For Immediate Release, April 1, 2014

Contact: Shaye Wolf, (415) 632-5301, swolf@biologicaldiversity.org

As Earthquakes Strike Los Angeles Area, Oil Industry’s Fracking Wastewater Injection Raises Seismic Concerns


LOS ANGELES— Recent earthquakes in Los Angeles and Orange counties offer a wakeup call about the seismic dangers facing California, even as a recent report finds that the oil industry is increasing quake risks by injecting billions of gallons wastewater every year from fracking and other activities into disposal wells near active faults around L.A. and other major cities.

Los Angeles County has 64 active or new oil-industry wastewater disposal wells, according to a recent report from the Center for Biological Diversity and other organizations. On Shaky Ground: Fracking, Acidizing, and Increased Earthquake Risk in California, available at ShakyGround.org, found more than 800 of these oil-industry wastewater wells near recently active faults across California.

Scientists have concluded that injection of oil and gas wastewater can reduce the natural friction that pins faults in place, triggering earthquakes. Oil-industry wastewater disposal appears to have induced a 2011 quake in Oklahoma that injured people and destroyed more than a dozen homes, according to the U.S. Geological Survey.

“The oil industry is increasing L.A’s earthquake risk by injecting fracking wastewater into disposal wells near active faults,” said report coauthor Dr. Shaye Wolf of the Center. “California oil regulators don’t even require seismic monitoring near wastewater wells, which makes it difficult to tie specific quakes to fracking wastewater injection. But other states have suffered dramatic increases in quake activity, and California is clearly at risk from these dangerous disposal wells.” 

Key facts about fracking wastewater wells and earthquakes:

  • 54 percent of California’s active wastewater wells are within 10 miles of a recently active fault.
  • California oil regulators require no seismic monitoring near wastewater injection wells, and state officials have not examined whether past earthquakes were triggered by fracking or disposal wells.
  • Other states where fracking and underground wastewater disposal have proliferated have suffered as much as a tenfold increase in quake activity.
  • Extracting the oil in California’s Monterey Shale formation could produce almost 9 trillion gallons of contaminated wastewater, which could expose the state to a surge in damaging earthquakes like those seen in Oklahoma, Texas and other states experiencing rapidly increased fracking and wastewater production.
  • Given the earthquake risk linked to wastewater disposal, as well as unconventional oil production’s other environmental and health risks, the best way to protect Californians is to halt hydraulic fracturing, acidizing and other dangerous oil and gas recovery techniques.
The Center for Biological Diversity is a national, nonprofit conservation organization with more than 675,000 members and online activists dedicated to the protection of endangered species.

Natural-language object grounding data:
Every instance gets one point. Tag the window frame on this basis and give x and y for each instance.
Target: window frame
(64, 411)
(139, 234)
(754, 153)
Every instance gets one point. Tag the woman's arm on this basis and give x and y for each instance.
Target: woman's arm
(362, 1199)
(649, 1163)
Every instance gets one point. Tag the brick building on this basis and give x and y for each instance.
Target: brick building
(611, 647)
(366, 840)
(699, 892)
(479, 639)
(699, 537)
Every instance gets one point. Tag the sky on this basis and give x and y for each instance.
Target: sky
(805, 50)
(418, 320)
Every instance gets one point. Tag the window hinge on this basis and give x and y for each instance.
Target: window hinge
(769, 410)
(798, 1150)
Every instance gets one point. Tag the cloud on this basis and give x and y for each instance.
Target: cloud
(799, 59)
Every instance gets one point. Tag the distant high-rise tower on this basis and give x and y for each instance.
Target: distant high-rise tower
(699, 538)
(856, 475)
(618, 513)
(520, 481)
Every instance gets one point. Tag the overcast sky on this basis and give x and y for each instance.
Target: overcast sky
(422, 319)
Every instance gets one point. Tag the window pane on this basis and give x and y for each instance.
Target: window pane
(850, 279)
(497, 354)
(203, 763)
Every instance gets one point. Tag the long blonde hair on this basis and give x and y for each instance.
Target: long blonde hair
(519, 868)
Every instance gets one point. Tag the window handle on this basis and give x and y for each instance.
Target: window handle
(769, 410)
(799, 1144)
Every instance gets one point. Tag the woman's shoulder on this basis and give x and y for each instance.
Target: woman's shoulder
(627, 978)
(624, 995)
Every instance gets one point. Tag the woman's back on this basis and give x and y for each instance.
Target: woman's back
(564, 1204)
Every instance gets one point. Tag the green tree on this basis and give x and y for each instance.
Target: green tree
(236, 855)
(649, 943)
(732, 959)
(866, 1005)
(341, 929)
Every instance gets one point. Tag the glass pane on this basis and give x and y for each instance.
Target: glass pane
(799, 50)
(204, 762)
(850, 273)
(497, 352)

## Work to complete
Write out the portion of the press release on fracking wastewater and earthquakes from "Los Angeles County" up to and including "U.S. Geological Survey.". The rows have nothing to do with this.

## Written answer
Los Angeles County has 64 active or new oil-industry wastewater disposal wells, according to a recent report from the Center for Biological Diversity and other organizations. On Shaky Ground: Fracking, Acidizing, and Increased Earthquake Risk in California, available at ShakyGround.org, found more than 800 of these oil-industry wastewater wells near recently active faults across California.

Scientists have concluded that injection of oil and gas wastewater can reduce the natural friction that pins faults in place, triggering earthquakes. Oil-industry wastewater disposal appears to have induced a 2011 quake in Oklahoma that injured people and destroyed more than a dozen homes, according to the U.S. Geological Survey.